Stated exercise:
Convert the lines below into a JSON list of strings, one string per line, leaving out any blank lines.
------ Extracted material ------
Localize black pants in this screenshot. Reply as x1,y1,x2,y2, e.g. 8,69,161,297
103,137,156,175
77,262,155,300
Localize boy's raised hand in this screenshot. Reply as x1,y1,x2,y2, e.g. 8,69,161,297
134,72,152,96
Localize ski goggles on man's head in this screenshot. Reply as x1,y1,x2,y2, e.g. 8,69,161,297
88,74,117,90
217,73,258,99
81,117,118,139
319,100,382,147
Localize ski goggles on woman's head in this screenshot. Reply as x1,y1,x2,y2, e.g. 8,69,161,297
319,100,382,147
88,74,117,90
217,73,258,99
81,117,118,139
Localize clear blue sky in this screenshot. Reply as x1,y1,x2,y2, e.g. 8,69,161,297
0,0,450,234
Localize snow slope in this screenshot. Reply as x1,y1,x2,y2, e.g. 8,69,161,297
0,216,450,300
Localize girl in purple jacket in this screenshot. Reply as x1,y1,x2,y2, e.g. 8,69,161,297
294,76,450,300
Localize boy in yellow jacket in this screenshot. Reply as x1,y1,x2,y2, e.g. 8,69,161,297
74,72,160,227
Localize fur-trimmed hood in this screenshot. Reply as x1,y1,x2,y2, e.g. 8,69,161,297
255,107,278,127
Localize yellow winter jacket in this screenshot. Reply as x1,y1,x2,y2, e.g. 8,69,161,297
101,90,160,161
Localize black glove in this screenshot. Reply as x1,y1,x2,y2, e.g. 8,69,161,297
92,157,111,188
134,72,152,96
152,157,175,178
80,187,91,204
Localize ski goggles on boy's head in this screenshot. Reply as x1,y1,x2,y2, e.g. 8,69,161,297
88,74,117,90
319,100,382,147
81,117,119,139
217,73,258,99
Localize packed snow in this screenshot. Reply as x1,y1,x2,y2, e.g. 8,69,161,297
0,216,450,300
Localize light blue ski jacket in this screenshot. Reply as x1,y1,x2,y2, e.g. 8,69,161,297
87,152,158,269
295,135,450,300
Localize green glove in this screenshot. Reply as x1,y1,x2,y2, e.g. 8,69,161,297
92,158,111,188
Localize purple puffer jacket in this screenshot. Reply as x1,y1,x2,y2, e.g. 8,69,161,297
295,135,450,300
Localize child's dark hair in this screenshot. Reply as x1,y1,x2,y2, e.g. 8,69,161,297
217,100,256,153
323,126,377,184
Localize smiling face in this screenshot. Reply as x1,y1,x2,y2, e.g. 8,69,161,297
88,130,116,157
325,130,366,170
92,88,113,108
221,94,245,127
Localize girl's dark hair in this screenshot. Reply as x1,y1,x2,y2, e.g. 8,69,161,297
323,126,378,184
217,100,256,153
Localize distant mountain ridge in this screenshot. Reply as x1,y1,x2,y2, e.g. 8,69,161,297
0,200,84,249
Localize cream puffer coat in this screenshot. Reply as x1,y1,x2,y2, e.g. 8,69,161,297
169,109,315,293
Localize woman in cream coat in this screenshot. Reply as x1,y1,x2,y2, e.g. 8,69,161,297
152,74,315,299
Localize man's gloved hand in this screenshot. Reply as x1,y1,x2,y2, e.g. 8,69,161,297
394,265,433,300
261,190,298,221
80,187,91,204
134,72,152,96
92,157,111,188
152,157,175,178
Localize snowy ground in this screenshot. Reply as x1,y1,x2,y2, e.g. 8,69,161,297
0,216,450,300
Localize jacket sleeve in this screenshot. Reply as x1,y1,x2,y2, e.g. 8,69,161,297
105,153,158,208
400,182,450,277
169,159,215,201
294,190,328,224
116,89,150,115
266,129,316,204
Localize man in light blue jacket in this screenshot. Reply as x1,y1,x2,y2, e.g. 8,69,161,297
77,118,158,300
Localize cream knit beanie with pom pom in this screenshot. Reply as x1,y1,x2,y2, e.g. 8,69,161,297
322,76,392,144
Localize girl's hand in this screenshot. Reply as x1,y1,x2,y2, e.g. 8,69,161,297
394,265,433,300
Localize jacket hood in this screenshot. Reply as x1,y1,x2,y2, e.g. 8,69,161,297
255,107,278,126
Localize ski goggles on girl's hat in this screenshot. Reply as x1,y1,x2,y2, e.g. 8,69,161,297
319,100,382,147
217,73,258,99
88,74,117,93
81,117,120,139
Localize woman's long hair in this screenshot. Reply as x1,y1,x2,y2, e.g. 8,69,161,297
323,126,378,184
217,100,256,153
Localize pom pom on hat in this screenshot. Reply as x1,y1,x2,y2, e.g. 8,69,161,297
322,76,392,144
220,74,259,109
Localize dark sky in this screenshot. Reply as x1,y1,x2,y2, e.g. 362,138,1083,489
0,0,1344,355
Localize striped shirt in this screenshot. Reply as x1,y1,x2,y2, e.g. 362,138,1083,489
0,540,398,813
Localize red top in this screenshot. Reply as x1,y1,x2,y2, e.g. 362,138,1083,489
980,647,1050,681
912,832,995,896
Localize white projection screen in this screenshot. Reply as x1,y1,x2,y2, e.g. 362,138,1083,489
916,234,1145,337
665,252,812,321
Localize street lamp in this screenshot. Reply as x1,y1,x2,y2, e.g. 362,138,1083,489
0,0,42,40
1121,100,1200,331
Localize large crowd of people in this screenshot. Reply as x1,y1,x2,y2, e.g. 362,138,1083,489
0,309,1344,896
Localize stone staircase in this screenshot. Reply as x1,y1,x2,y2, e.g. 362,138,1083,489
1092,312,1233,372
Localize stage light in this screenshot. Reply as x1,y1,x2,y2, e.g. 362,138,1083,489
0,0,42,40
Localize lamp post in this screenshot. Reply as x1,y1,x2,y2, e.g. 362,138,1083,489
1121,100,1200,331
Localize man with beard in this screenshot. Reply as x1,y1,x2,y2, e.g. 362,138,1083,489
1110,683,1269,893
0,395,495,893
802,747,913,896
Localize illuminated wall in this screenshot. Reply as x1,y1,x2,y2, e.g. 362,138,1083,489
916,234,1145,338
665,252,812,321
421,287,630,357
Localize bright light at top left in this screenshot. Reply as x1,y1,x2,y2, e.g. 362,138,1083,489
------
Exercise answer:
[
  "Localize black pants in this screenshot. Reply as x1,y1,x2,y2, e.g. 8,69,161,297",
  "103,137,156,175",
  "77,262,155,300",
  "Localize boy's raised hand in this screenshot. Reply as x1,y1,x2,y2, e.g. 8,69,161,297",
  "134,72,152,96",
  "Localize ski goggles on man's head in this screenshot. Reply as x1,y1,x2,y2, e.g. 8,69,161,297",
  "88,74,117,90",
  "217,73,258,99",
  "81,117,118,139",
  "319,100,382,147",
  "Localize ski goggles on woman's head in this screenshot. Reply as x1,y1,x2,y2, e.g. 8,69,161,297",
  "319,100,382,147",
  "88,74,117,90",
  "217,73,258,99",
  "81,117,118,139",
  "Localize clear blue sky in this screenshot. Reply as x1,y1,x2,y2, e.g. 8,69,161,297",
  "0,0,450,234",
  "Localize snow slope in this screenshot. Reply as x1,y1,x2,y2, e.g. 8,69,161,297",
  "0,216,450,300",
  "Localize girl in purple jacket in this screenshot. Reply as x1,y1,x2,y2, e.g. 8,69,161,297",
  "294,76,450,300",
  "Localize boy in yellow jacket in this screenshot. Reply as x1,y1,x2,y2, e.g. 8,69,161,297",
  "74,72,160,227",
  "Localize fur-trimmed hood in this screenshot. Reply as x1,y1,x2,y2, e.g. 8,69,161,297",
  "255,107,278,127",
  "Localize yellow winter jacket in this screenshot. Reply as x1,y1,x2,y2, e.g. 8,69,161,297",
  "101,90,160,161",
  "Localize black glove in this screenshot. Reply as x1,y1,x2,y2, e.g. 8,69,161,297",
  "92,157,111,188",
  "134,72,152,96",
  "152,157,175,178",
  "80,187,91,204",
  "Localize ski goggles on boy's head in this screenshot. Reply as x1,y1,x2,y2, e.g. 8,69,161,297",
  "88,74,117,90",
  "319,100,382,147",
  "81,117,119,139",
  "217,73,258,99",
  "Localize packed snow in this screenshot. Reply as x1,y1,x2,y2, e.g. 8,69,161,297",
  "0,216,450,300",
  "Localize light blue ski jacket in this screenshot. Reply as x1,y1,x2,y2, e.g. 8,69,161,297",
  "87,152,158,269",
  "295,135,450,300",
  "Localize green glove in this screenshot. Reply as x1,y1,x2,y2, e.g. 8,69,161,297",
  "92,158,111,188",
  "Localize purple puffer jacket in this screenshot. Reply as x1,y1,x2,y2, e.g. 8,69,161,297",
  "295,135,450,300",
  "Localize child's dark hair in this screenshot. Reply as x1,y1,x2,y2, e.g. 8,69,161,297",
  "217,100,256,153",
  "323,126,377,184",
  "Localize smiling face in this screenshot. Reply as x1,y1,x2,y2, e.g. 8,69,161,297",
  "88,130,116,157",
  "325,130,366,170",
  "92,88,113,108",
  "221,94,245,127",
  "Localize girl's dark hair in this screenshot. Reply as x1,y1,x2,y2, e.g. 8,69,161,297",
  "323,126,378,184",
  "217,100,256,153",
  "Localize distant mountain ridge in this screenshot. Reply as x1,y1,x2,y2, e.g. 8,69,161,297",
  "0,200,84,249",
  "Localize cream puffer coat in this screenshot. Reply as x1,y1,x2,y2, e.g. 8,69,161,297",
  "169,109,315,293",
  "Localize woman in cream coat in this screenshot. Reply as x1,y1,x2,y2, e.g. 8,69,161,297",
  "152,74,315,299",
  "Localize man's gloved hand in this screenshot. Reply as x1,y1,x2,y2, e.g. 8,69,161,297",
  "394,265,433,300",
  "261,190,298,221",
  "80,187,91,204",
  "134,72,152,96",
  "92,157,111,188",
  "152,157,175,178",
  "Localize snowy ground in this screenshot. Reply as x1,y1,x2,y2, e.g. 8,69,161,297",
  "0,216,450,300",
  "Localize jacket sleeve in this screenshot. Reply as x1,y1,x2,y2, e.g. 8,69,161,297",
  "105,153,158,208",
  "400,182,450,277",
  "169,159,215,201",
  "294,190,328,224",
  "116,89,150,115",
  "266,129,316,204",
  "Localize man in light blue jacket in this screenshot. Reply as x1,y1,x2,y2, e.g. 8,69,161,297",
  "77,118,158,300",
  "Localize cream knit beanie with pom pom in this screenshot. Reply as x1,y1,x2,y2, e.g. 8,69,161,297",
  "322,76,392,144",
  "Localize girl's hand in this screenshot. Reply as x1,y1,x2,y2, e.g. 8,69,161,297",
  "394,265,433,300",
  "Localize jacket hood in this screenshot. Reply as x1,y1,x2,y2, e.g. 8,69,161,297",
  "255,107,278,126",
  "Localize ski goggles on girl's hat in this screenshot. Reply as x1,y1,x2,y2, e.g. 8,69,161,297",
  "319,100,382,147",
  "217,73,258,99",
  "88,74,117,93",
  "81,117,120,139",
  "Localize woman's long hair in this screenshot. Reply as x1,y1,x2,y2, e.g. 8,69,161,297",
  "323,126,378,184",
  "217,100,256,153",
  "Localize pom pom on hat in this screenshot. Reply as x1,y1,x2,y2, e.g. 8,69,161,297",
  "322,76,392,144",
  "220,74,259,109",
  "Localize dark sky in this screenshot. Reply as x1,y1,x2,y2, e.g. 362,138,1083,489",
  "0,0,1344,355",
  "Localize striped shirt in this screenshot. Reply as x1,y1,x2,y2, e.g. 362,138,1083,489",
  "0,540,398,813",
  "Localize red top in this screenshot. Reply as x1,y1,x2,y2, e.g. 362,138,1083,489",
  "980,647,1050,681",
  "912,832,995,896",
  "Localize white projection screen in this screenshot. Reply as x1,y1,x2,y2, e.g. 362,138,1083,489",
  "916,234,1145,337",
  "665,252,812,321",
  "Localize street lamp in this screenshot. Reply as x1,y1,x2,y2, e.g. 362,138,1083,489",
  "0,0,42,40",
  "1121,100,1200,331",
  "Localize large crowd of people in this screenshot. Reply as x1,y1,x2,y2, e.g. 362,138,1083,489",
  "0,309,1344,896",
  "Localize stone staircase in this screenshot. Reply as x1,y1,x2,y2, e.g. 362,138,1083,489",
  "1092,312,1233,372",
  "Localize stage light in this screenshot. Reply as x1,y1,x2,y2, e.g. 362,138,1083,489",
  "0,0,42,40",
  "Localize lamp post in this screenshot. Reply as x1,y1,x2,y2, e.g. 362,138,1083,489",
  "1121,100,1200,331",
  "Localize man with beard in this screenshot. Reply as x1,y1,x2,y2, e.g. 362,138,1083,489",
  "1110,683,1269,893",
  "0,395,495,893",
  "802,747,913,896",
  "Localize illuminated wall in this screenshot. Reply as x1,y1,x2,y2, e.g. 362,138,1083,489",
  "916,234,1145,338",
  "665,252,812,321",
  "421,287,630,357",
  "Localize bright light at top left in this screenshot. Reply as x1,y1,x2,y2, e.g. 362,138,1083,489"
]